Collection entries:

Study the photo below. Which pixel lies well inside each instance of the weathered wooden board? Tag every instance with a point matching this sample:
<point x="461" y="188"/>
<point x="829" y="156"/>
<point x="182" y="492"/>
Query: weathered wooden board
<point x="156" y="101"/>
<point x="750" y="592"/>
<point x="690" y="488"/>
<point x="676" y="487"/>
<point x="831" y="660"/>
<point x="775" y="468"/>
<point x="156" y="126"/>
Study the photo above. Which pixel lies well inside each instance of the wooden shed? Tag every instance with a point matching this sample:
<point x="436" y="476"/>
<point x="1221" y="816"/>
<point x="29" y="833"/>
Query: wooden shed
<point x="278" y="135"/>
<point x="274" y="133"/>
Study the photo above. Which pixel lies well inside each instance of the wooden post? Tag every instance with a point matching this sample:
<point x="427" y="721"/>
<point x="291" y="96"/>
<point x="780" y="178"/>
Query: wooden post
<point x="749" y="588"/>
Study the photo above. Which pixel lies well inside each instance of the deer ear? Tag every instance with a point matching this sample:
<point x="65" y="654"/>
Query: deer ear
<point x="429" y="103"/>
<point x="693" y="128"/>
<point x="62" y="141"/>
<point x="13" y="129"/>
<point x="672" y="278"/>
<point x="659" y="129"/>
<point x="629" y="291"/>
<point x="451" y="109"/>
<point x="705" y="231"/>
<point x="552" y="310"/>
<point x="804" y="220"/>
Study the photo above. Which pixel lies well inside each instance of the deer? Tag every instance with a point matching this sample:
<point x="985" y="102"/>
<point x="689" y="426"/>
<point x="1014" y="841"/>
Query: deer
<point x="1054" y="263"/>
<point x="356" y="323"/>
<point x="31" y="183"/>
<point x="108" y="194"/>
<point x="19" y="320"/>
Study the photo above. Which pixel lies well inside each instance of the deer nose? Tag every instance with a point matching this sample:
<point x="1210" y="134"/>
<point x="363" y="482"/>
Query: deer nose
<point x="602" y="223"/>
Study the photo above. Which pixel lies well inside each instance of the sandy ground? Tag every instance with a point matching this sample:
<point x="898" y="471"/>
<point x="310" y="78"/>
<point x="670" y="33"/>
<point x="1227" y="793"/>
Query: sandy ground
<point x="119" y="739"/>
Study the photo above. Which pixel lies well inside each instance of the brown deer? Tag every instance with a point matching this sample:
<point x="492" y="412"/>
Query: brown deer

## What to work on
Exactly the lines from the one containing "the deer nose?" through the final line above, and only those, should be given again.

## Exercise response
Study the photo above. Which pixel lies well inside each instance of the deer nose? Tag every instance with a point matching this sample:
<point x="1210" y="134"/>
<point x="363" y="482"/>
Query: deer nose
<point x="602" y="223"/>
Study the photo above. Which pixel lies well inside each instance of the sandy ground? Tag every instance with a point matching this sample:
<point x="898" y="471"/>
<point x="310" y="78"/>
<point x="670" y="33"/>
<point x="1227" y="793"/>
Query: sandy ground
<point x="119" y="739"/>
Study the photo above. Which pixel lies well inside each instance of the brown deer? Tag every instance with a point matching this sample:
<point x="492" y="412"/>
Query: brown deer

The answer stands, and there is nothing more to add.